Collection entries
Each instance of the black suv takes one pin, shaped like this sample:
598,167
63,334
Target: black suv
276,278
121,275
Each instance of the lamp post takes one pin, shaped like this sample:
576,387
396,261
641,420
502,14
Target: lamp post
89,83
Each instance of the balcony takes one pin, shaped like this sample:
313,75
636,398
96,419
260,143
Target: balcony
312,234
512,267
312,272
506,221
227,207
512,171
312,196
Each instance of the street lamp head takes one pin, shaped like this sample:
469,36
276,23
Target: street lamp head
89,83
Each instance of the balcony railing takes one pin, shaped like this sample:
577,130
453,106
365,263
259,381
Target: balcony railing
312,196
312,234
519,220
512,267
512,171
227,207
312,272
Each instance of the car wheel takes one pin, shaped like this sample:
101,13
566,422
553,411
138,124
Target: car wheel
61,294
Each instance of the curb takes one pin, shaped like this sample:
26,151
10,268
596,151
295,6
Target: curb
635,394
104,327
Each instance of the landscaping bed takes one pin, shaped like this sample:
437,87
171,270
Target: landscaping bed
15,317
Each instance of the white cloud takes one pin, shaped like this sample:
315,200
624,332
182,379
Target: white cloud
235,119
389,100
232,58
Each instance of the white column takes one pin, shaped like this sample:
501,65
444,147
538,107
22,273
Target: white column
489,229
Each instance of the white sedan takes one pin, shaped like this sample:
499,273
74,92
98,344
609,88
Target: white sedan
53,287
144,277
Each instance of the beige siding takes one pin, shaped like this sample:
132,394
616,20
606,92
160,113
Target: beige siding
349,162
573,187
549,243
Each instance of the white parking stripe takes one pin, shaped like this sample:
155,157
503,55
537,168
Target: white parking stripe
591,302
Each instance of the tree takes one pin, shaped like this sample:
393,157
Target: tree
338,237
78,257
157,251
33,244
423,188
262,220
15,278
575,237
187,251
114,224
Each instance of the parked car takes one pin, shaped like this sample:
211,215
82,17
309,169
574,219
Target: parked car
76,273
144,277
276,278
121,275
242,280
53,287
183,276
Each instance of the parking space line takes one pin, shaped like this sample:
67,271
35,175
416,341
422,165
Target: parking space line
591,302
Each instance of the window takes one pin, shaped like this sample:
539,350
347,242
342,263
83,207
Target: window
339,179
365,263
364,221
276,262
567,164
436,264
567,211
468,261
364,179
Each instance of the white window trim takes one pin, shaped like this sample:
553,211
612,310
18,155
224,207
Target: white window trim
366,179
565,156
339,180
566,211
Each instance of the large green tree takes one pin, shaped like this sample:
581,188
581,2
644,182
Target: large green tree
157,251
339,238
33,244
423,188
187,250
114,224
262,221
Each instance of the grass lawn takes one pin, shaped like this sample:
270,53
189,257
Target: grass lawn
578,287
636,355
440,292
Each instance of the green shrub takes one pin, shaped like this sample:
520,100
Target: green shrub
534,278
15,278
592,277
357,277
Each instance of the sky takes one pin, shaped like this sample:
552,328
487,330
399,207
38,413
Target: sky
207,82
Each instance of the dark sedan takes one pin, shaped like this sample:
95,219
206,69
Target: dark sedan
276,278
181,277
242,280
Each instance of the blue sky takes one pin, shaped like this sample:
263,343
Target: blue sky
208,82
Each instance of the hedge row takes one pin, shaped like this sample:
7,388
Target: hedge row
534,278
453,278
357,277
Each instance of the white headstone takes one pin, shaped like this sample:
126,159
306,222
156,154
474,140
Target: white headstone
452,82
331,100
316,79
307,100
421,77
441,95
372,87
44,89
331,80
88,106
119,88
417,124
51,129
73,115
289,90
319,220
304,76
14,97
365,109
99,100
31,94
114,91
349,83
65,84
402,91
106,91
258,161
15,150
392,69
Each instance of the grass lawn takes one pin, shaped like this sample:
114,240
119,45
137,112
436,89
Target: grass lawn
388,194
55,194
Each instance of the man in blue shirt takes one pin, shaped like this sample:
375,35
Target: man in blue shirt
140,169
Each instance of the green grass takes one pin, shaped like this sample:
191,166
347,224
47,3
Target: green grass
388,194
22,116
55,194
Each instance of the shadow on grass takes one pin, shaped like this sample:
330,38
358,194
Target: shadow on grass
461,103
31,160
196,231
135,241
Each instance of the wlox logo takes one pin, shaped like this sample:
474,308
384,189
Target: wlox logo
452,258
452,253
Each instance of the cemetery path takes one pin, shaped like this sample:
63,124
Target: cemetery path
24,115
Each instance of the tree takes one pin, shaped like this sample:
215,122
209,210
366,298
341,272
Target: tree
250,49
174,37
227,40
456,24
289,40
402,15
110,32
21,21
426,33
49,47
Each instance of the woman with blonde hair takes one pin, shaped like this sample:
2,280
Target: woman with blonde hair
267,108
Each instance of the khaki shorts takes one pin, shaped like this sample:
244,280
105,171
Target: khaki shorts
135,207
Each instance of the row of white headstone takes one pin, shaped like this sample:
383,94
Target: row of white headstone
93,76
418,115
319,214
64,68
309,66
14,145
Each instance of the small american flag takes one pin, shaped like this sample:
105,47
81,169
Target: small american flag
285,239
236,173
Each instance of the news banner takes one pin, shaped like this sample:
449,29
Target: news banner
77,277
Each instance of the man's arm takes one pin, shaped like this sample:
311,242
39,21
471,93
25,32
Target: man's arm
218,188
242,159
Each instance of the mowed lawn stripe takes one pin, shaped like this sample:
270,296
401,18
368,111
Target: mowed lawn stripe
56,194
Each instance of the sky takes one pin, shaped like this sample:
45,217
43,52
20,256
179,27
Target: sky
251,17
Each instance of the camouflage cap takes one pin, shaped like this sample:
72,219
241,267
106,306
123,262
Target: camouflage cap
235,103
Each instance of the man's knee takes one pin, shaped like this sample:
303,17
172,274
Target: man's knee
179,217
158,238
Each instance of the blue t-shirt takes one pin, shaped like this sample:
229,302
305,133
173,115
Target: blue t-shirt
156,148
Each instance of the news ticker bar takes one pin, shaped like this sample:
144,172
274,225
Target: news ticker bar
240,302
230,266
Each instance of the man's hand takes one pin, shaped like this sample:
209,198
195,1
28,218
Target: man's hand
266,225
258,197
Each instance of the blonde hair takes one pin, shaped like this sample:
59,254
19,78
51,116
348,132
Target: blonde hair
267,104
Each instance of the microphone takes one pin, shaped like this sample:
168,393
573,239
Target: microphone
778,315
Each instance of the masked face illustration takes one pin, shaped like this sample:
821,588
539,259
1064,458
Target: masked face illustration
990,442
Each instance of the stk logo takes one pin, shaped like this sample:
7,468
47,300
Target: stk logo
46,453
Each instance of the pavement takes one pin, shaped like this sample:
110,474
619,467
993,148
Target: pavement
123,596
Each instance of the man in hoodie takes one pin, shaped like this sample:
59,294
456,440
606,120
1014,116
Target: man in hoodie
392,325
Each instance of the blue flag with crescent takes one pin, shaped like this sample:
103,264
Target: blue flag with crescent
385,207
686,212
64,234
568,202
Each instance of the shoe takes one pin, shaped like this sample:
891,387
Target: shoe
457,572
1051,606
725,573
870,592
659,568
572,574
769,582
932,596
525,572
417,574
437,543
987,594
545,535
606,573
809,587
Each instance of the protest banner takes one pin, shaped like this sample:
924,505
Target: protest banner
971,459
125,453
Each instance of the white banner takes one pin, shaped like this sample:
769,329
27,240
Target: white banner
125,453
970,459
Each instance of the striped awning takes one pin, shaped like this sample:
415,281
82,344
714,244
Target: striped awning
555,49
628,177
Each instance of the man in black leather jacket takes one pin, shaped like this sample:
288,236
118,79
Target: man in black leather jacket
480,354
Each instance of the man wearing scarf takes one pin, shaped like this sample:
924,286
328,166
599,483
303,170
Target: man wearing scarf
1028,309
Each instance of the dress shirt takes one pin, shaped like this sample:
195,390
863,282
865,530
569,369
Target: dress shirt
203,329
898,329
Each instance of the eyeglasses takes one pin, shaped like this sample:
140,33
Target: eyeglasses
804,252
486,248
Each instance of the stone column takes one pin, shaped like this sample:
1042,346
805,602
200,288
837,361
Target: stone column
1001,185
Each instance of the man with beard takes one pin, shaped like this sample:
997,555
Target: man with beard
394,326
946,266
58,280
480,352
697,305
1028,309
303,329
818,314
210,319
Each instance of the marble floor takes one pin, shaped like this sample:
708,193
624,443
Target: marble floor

Work required: Using the records above, please retype only the run of lines from the line holding "Each instance of the shoe" through the last line, both ends included.

Result:
Each instance of the shoe takes one pin, shaped like this sample:
891,387
Target: shoe
457,572
1051,606
725,573
870,592
659,568
572,574
769,582
932,596
525,572
417,574
437,543
987,594
545,535
606,573
809,587
Each instance of the protest banner takes one pin, shaped like this sample:
924,505
Target: protest banner
971,459
125,453
Each instance of the white banner takes one pin, shaped like this sample:
769,329
27,240
Target: white banner
125,453
970,459
Each instance of the striped awning takes one pin, shaped like this sample:
415,281
82,344
714,244
Target: striped awning
555,49
628,177
Each instance of the man in black leather jacket takes one pin, shaped like this sample:
288,236
118,79
Target: man in black leather jacket
480,354
Each instance of the man wearing scarf takes one pin, shaped like this sample:
924,286
328,166
599,483
303,170
Target: man wearing scarf
1028,309
Each instance of the dress shirt takes one pin, shaped like this sample:
195,390
863,282
865,530
569,369
Target: dress shirt
203,329
898,329
Each instance of the eyeglasses takes one pin, shaped like this sample:
140,33
Target: eyeglasses
804,252
486,248
Each instance of the stone column takes one pin, shaped like this sample:
1042,346
805,602
200,288
837,361
Target: stone column
1001,185
Each instance of the man with beard takes one pin, shaped like this sample:
997,555
Target: man with beard
394,326
946,266
58,280
480,352
697,305
1028,309
303,329
818,314
210,319
Each instance of the marble floor takes one pin, shaped like this sample:
708,193
624,443
Target: marble floor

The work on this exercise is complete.